--- start Task data ---

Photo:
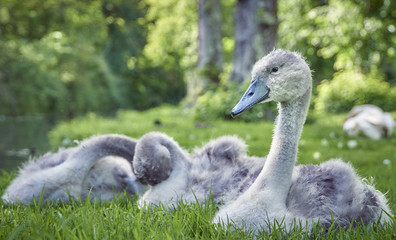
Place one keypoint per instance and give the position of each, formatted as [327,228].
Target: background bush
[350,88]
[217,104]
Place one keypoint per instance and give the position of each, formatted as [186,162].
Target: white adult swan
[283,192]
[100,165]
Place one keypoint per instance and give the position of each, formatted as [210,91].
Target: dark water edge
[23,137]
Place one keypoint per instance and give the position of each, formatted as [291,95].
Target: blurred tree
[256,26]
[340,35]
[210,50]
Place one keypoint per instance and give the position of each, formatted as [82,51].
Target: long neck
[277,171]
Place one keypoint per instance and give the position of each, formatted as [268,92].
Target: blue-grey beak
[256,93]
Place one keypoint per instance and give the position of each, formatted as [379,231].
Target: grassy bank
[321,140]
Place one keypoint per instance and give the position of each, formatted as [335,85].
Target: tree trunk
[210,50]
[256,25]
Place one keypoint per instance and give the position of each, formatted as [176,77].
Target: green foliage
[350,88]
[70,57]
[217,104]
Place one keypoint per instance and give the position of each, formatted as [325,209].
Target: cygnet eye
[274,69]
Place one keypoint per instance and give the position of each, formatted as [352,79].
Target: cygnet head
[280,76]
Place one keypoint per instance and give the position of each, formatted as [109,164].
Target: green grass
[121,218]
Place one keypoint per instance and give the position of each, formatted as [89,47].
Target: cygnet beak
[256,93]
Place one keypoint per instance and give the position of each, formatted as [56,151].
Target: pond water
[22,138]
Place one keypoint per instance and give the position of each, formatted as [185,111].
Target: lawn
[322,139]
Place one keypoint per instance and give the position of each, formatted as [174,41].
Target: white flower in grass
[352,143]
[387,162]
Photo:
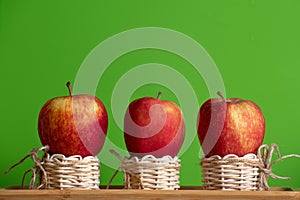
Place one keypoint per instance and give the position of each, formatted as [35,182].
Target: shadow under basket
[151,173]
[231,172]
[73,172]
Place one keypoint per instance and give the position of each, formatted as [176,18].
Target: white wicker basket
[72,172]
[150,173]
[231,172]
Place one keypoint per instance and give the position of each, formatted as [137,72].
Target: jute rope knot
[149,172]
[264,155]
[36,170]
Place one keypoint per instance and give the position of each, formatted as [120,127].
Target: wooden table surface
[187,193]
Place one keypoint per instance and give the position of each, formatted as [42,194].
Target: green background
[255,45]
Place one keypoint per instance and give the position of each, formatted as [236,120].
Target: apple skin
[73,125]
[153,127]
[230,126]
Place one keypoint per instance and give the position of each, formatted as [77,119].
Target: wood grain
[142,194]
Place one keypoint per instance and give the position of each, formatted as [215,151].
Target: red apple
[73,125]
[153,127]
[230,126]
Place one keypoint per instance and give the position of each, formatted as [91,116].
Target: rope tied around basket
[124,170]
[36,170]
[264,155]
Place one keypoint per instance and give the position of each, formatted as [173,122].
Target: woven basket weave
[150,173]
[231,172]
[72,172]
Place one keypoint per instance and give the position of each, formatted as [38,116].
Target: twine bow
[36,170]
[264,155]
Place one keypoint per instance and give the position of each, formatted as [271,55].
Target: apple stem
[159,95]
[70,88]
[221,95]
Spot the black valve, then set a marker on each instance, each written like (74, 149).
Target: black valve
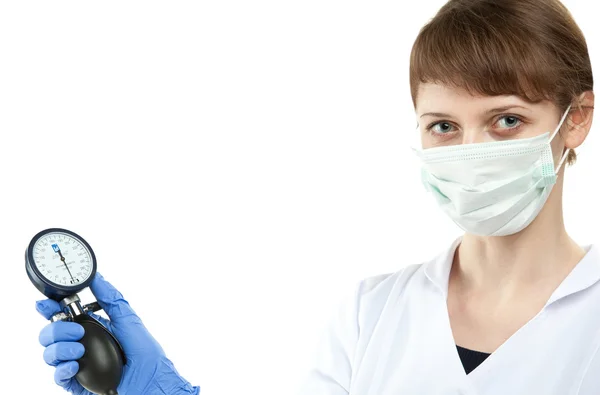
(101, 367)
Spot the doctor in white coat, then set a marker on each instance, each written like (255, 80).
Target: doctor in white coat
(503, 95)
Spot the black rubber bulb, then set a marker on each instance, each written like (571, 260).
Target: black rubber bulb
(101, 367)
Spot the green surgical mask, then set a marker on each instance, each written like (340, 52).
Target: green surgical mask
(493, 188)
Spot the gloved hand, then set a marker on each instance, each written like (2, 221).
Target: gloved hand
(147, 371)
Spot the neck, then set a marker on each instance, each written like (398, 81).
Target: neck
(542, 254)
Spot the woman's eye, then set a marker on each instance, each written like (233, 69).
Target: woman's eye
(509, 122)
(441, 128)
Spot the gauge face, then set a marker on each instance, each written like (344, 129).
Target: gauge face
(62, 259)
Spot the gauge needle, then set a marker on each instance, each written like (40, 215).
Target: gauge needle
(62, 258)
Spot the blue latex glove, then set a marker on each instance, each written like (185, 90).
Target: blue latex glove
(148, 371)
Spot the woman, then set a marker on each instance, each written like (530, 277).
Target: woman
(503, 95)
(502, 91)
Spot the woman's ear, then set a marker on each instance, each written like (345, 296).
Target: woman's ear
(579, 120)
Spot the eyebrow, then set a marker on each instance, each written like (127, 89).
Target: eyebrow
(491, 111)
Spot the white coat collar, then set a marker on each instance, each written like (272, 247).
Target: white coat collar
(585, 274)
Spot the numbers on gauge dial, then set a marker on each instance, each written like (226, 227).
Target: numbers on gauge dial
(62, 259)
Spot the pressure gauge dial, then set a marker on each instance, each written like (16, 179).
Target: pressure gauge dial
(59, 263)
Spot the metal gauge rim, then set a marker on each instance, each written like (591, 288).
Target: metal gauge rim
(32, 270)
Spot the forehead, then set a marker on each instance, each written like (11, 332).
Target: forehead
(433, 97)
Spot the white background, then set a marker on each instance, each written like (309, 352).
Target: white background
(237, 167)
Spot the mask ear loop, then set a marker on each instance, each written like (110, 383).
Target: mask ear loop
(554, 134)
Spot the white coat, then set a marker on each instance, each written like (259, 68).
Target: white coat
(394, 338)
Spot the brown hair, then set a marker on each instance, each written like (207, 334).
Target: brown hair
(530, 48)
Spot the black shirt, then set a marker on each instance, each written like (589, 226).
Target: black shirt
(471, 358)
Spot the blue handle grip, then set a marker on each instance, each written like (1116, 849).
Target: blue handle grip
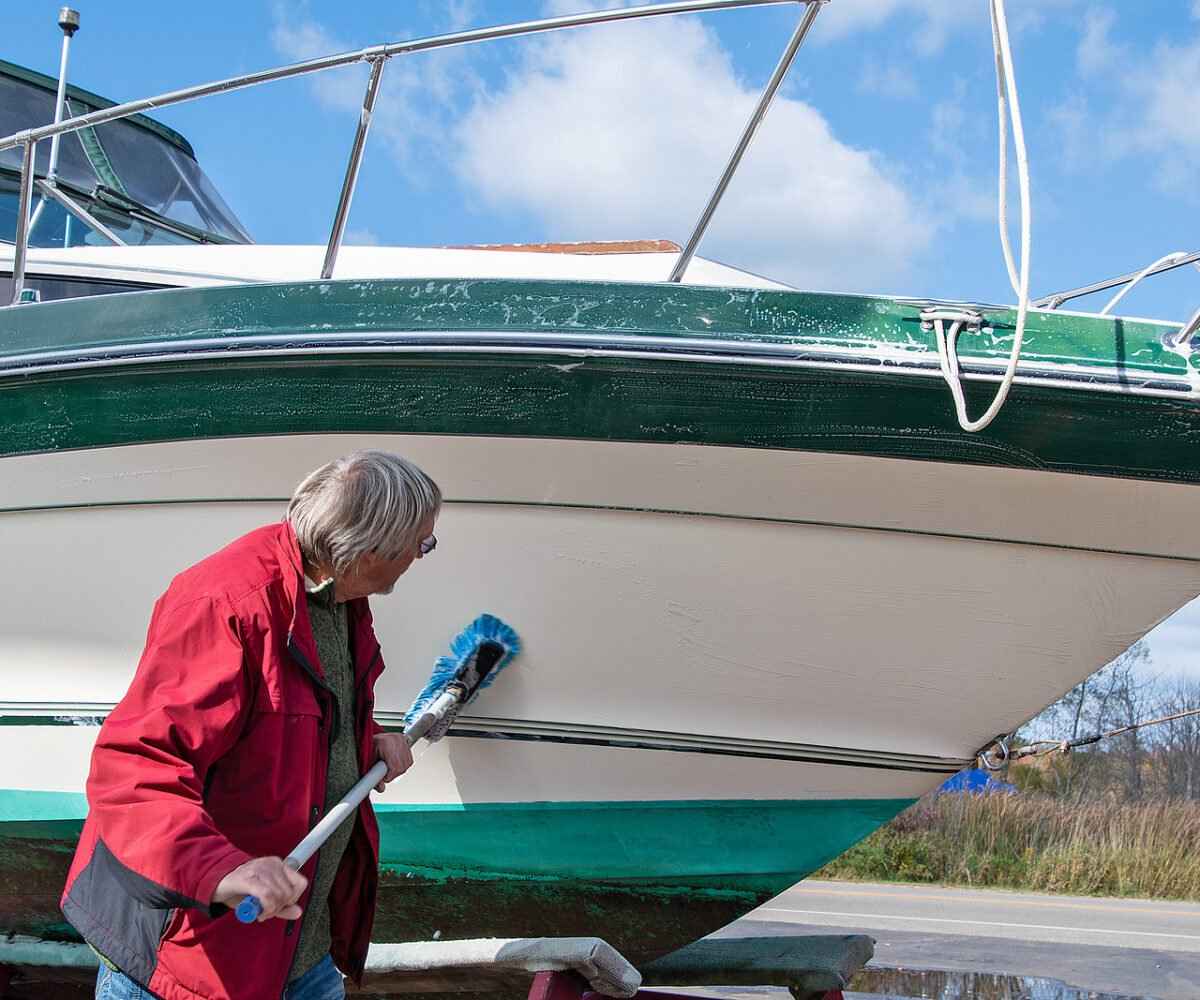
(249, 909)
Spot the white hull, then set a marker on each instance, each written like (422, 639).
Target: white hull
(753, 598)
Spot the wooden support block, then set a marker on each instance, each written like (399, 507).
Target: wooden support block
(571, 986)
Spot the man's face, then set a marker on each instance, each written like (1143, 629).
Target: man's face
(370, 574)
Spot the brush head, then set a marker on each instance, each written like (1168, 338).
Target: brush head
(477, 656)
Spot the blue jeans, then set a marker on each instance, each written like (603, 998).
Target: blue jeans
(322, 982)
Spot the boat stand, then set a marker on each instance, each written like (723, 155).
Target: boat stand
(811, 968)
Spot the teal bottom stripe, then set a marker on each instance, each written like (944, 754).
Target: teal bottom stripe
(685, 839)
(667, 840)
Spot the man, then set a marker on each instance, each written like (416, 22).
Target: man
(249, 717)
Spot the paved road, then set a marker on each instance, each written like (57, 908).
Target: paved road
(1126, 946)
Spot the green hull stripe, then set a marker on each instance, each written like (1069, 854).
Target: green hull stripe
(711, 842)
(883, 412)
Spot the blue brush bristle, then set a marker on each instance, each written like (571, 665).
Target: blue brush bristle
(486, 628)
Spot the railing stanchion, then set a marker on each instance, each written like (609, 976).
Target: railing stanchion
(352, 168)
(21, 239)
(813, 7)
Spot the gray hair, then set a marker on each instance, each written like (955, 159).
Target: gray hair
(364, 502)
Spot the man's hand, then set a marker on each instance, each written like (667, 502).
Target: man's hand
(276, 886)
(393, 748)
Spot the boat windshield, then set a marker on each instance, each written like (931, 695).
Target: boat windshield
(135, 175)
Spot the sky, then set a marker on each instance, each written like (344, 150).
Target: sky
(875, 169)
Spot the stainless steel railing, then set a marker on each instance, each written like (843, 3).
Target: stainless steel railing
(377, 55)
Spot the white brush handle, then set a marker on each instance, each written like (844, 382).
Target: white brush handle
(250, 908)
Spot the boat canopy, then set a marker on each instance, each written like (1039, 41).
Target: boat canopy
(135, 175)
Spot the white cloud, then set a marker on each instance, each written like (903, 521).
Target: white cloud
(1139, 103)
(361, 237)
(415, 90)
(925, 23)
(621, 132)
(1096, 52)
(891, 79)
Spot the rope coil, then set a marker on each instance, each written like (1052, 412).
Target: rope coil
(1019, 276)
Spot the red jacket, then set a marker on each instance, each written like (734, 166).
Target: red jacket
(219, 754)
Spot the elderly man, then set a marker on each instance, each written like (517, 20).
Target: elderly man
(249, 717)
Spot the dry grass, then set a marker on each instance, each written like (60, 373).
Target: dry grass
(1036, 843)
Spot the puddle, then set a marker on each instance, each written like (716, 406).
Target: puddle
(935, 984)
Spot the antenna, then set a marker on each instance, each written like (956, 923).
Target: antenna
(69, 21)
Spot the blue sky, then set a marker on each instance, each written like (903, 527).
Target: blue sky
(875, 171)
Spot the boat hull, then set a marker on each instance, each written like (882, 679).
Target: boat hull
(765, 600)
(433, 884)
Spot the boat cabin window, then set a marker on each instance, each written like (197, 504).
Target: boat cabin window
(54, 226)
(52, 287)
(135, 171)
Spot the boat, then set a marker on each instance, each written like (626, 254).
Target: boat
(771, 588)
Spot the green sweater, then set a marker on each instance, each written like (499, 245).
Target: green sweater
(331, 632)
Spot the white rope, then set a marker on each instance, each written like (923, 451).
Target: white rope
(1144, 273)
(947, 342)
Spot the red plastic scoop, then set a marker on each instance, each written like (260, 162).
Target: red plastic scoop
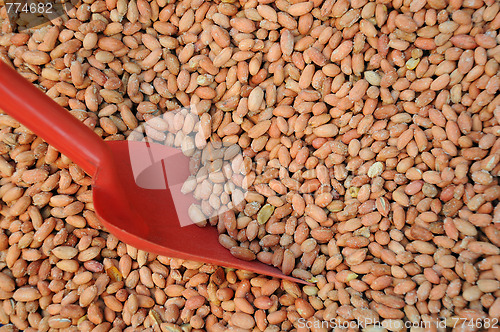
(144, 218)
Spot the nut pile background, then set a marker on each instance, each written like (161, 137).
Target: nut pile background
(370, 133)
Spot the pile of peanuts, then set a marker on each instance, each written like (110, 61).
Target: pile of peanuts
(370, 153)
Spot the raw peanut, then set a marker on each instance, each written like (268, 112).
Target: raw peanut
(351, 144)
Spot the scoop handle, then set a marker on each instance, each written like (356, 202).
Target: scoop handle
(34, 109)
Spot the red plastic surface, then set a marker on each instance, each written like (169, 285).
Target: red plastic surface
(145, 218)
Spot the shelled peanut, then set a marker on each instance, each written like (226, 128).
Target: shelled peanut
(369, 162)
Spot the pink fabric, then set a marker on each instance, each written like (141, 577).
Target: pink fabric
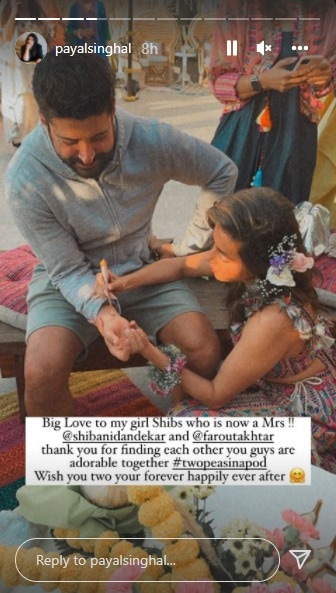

--- end Task data ---

== Instructions to follow ==
Rewrite the records starting with the line containing "Spot the pink" and going on through the end of the records, swapping "fabric" for "cloth" and leaving everything else unchanged. Leave any pictures out of your answer.

== Written response ==
Spot the pink cloth, then set a marker on each instance, each written like (141, 577).
Target: pink cloth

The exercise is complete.